Exercise task 1 – Please retype the Xorq caching page word for word, starting with "# Create source" and going on through "batting.filter(batting.yearID == 2015)".
Exercise task 2 – Name every column that the Xorq caching page passes to the select() call.
Exercise task 3 – Proceed with the Xorq caching page, picking up right after its last line.

───── Reading passage ─────

The lazy nature of the .cache in Xorq is a deviation from Ibis cache, where calling this method eagerly executes the expression.

# Operations are lazy until execute() is called
recent_batting = (
    batting[batting.yearID > 2010]
    .select(['playerID', 'yearID', 'teamID', 'G', 'AB', 'R', 'H'])
)

# Execute to see results - this is when caching can be applied
result = recent_batting.execute()

Cache Keys and Hashing

Xorq uses different hashing strategies to determine when cached data is still valid. Cache keys are generated using cityhash based on different components depending on the storage type:

Storage Type Hash Components
In-Memory Data bytes + Schema
Disk-Based Query plan + Schema
Remote Table metadata

Additionally, when data freshness is required, i.e. automatic cache invalidation on data changes it uses the last modified time of files both disk-based and remote

Storage Types

Xorq supports four types of storage, each optimized for different use cases:

SourceStorage

SourceStorage provides automatic cache invalidation when upstream data changes:

import xorq.api as xo
from xorq.caching import SourceStorage

# Connect to source database
pg = xo.postgres.connect_env()
con = xo.connect()  

# Create source storage
storage = SourceStorage(source=con)

# Register table from postgres and cache it
batting = pg.table("batting")

expr = batting.filter(batting.yearID == 2015)

# Cache the filtered data in the source backend
cached = (
    expr.cache(storage=storage)  # cache expression
)

# Execute the query - results will be cached
result = xo.execute(cached)

Key Features:

  • Automatically invalidates cache when upstream data changes
  • Persistence depends on the source backend
  • Supports both remote (Snowflake, Postgres) and in-process (pandas, DuckDB) backends
  • Ideal for production pipelines where data freshness is critical

SnapshotStorage

SnapshotStorage provides caching without automatic invalidation:

from xorq.caching import SourceSnapshotStorage

# Create snapshot storage
storage = SourceSnapshotStorage(source=con)

───── Dataset entries ─────

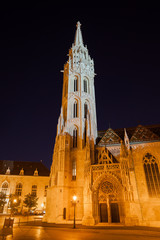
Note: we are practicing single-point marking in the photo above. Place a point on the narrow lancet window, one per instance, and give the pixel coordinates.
(74, 169)
(85, 85)
(85, 110)
(75, 138)
(19, 189)
(152, 175)
(75, 110)
(75, 84)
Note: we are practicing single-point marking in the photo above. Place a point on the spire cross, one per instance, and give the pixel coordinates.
(78, 24)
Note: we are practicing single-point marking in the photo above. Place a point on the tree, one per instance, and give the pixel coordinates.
(2, 201)
(30, 201)
(14, 203)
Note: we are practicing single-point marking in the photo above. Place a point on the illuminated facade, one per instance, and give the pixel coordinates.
(115, 174)
(21, 178)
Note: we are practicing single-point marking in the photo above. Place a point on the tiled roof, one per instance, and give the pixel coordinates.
(28, 167)
(136, 134)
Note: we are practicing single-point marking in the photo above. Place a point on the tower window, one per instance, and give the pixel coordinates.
(75, 84)
(74, 169)
(75, 138)
(75, 109)
(19, 189)
(85, 85)
(152, 175)
(85, 110)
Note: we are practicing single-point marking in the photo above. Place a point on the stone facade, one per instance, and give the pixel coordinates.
(20, 181)
(115, 174)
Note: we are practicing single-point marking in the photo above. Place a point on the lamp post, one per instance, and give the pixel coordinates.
(74, 205)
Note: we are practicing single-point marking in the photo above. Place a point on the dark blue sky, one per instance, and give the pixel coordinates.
(125, 46)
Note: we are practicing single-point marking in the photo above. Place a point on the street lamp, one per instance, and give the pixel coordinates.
(74, 204)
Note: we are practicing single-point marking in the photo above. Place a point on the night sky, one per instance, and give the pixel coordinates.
(125, 46)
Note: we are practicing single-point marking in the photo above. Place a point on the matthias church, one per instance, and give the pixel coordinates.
(115, 174)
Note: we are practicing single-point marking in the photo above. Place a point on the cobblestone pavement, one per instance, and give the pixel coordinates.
(46, 233)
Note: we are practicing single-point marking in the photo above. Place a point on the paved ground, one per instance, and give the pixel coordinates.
(52, 233)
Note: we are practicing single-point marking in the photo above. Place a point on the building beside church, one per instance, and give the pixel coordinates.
(115, 174)
(21, 178)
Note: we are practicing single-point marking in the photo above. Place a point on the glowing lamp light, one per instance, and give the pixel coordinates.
(74, 198)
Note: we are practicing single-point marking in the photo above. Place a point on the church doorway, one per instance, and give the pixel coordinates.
(103, 212)
(114, 213)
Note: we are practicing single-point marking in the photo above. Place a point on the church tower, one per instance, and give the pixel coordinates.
(75, 140)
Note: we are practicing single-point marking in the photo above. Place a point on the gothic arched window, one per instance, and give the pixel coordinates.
(75, 109)
(5, 187)
(75, 84)
(74, 169)
(19, 189)
(152, 175)
(75, 138)
(65, 113)
(85, 110)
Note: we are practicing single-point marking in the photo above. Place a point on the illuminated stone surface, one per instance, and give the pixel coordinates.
(108, 174)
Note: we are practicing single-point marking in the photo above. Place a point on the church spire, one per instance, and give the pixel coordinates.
(78, 36)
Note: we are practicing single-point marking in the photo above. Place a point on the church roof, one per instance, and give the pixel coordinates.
(135, 134)
(28, 167)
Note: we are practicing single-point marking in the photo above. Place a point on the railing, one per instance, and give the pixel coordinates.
(105, 167)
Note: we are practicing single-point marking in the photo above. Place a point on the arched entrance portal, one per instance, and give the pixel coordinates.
(109, 209)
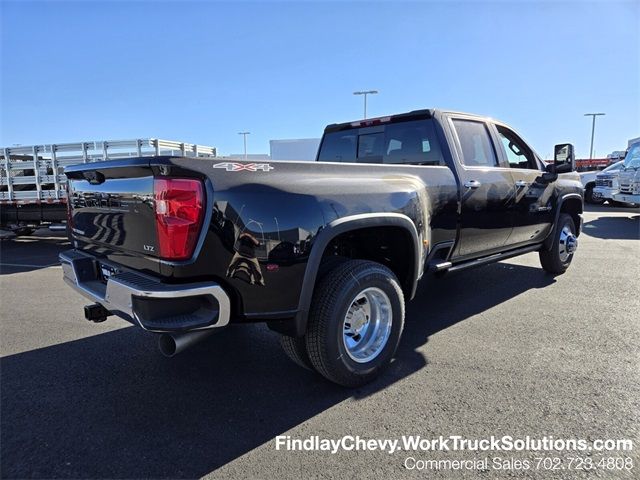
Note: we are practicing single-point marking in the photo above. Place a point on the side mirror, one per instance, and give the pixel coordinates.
(564, 159)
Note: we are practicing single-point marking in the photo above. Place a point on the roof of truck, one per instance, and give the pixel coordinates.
(398, 117)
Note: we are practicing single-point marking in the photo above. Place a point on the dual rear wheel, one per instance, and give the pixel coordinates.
(354, 326)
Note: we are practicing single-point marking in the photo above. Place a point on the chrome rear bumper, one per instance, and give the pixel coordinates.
(154, 306)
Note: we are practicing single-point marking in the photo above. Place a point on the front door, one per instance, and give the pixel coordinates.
(531, 208)
(486, 190)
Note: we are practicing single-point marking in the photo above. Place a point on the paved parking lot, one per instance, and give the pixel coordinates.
(500, 350)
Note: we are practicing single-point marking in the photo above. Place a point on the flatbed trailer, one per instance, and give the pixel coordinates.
(33, 184)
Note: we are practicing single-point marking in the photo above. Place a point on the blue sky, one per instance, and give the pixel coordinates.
(203, 71)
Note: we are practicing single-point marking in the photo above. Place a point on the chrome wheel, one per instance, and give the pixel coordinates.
(367, 325)
(568, 243)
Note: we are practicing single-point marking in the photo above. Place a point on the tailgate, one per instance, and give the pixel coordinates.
(112, 206)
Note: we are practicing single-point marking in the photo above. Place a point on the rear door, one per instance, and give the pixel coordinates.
(486, 189)
(531, 207)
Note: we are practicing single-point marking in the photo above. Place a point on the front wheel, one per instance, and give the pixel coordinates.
(355, 322)
(558, 258)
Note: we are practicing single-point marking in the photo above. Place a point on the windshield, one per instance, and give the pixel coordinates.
(632, 160)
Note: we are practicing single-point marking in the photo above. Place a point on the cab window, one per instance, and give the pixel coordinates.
(475, 143)
(518, 154)
(411, 142)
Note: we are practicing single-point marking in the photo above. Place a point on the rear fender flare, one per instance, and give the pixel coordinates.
(338, 227)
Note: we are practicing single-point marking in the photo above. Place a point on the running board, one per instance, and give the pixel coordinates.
(493, 258)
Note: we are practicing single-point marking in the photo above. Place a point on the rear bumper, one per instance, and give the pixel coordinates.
(152, 305)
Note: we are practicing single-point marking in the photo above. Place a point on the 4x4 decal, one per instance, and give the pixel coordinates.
(239, 167)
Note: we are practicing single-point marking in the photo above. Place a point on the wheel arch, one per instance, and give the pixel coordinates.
(354, 224)
(571, 203)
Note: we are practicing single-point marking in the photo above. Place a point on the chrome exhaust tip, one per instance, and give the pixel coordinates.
(171, 344)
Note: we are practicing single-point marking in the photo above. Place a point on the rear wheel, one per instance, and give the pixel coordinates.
(355, 322)
(558, 258)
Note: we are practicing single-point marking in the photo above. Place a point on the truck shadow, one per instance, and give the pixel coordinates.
(16, 256)
(614, 228)
(109, 406)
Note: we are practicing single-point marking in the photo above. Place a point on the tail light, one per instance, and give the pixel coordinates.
(179, 206)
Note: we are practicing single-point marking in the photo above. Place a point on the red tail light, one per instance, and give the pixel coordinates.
(179, 211)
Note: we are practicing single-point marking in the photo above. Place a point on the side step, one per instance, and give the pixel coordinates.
(449, 267)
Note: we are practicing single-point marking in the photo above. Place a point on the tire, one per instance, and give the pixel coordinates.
(296, 350)
(295, 347)
(356, 291)
(558, 259)
(588, 196)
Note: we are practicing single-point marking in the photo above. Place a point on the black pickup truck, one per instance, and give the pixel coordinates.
(325, 252)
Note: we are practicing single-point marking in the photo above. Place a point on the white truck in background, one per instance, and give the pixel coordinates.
(629, 178)
(606, 184)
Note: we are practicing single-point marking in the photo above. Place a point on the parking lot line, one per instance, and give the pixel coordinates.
(27, 265)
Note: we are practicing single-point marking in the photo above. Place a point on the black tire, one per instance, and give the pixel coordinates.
(296, 350)
(551, 260)
(588, 196)
(332, 299)
(295, 347)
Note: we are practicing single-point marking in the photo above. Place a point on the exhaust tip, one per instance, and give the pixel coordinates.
(167, 345)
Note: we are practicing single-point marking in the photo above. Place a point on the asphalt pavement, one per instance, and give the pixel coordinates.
(500, 350)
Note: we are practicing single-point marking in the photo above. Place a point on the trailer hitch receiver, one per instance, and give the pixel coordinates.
(96, 313)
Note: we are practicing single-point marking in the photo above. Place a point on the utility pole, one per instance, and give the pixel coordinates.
(244, 138)
(365, 93)
(593, 129)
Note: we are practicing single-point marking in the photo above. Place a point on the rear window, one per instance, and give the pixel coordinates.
(412, 142)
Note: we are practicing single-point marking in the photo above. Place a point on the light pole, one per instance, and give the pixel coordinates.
(365, 93)
(593, 129)
(244, 138)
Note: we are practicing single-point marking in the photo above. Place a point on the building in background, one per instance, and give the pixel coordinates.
(294, 149)
(250, 156)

─────

Result 1 –
# Create source storage
storage = SourceStorage(source=con)

# Register table from postgres and cache it
batting = pg.table("batting")

expr = batting.filter(batting.yearID == 2015)

Result 2 – playerID, yearID, teamID, G, AB, R, H

Result 3 –
# Cache data without automatic invalidation
cached_snapshot = (
    expr.cache(storage=storage)
)

Key Features:

  • No automatic invalidation
  • Ideal for one-off analyses or when you want manual control over cache invalidation
  • Persistence depends on source backend
  • Useful for exploratory data analysis where you want to preserve intermediate results

ParquetStorage

ParquetStorage is a special case of SourceStorage that persists data as Parquet files:

from pathlib import Path
from xorq.caching import ParquetStorage

# Create a storage for cached data
cache_storage = ParquetStorage(source=con, base_path=Path.cwd())

# Cache the results as Parquet files
cached_awards = pg.table("awards_players").cache(storage=cache_storage)

# The next execution will use the cached Parquet data
result = cached_awards.execute()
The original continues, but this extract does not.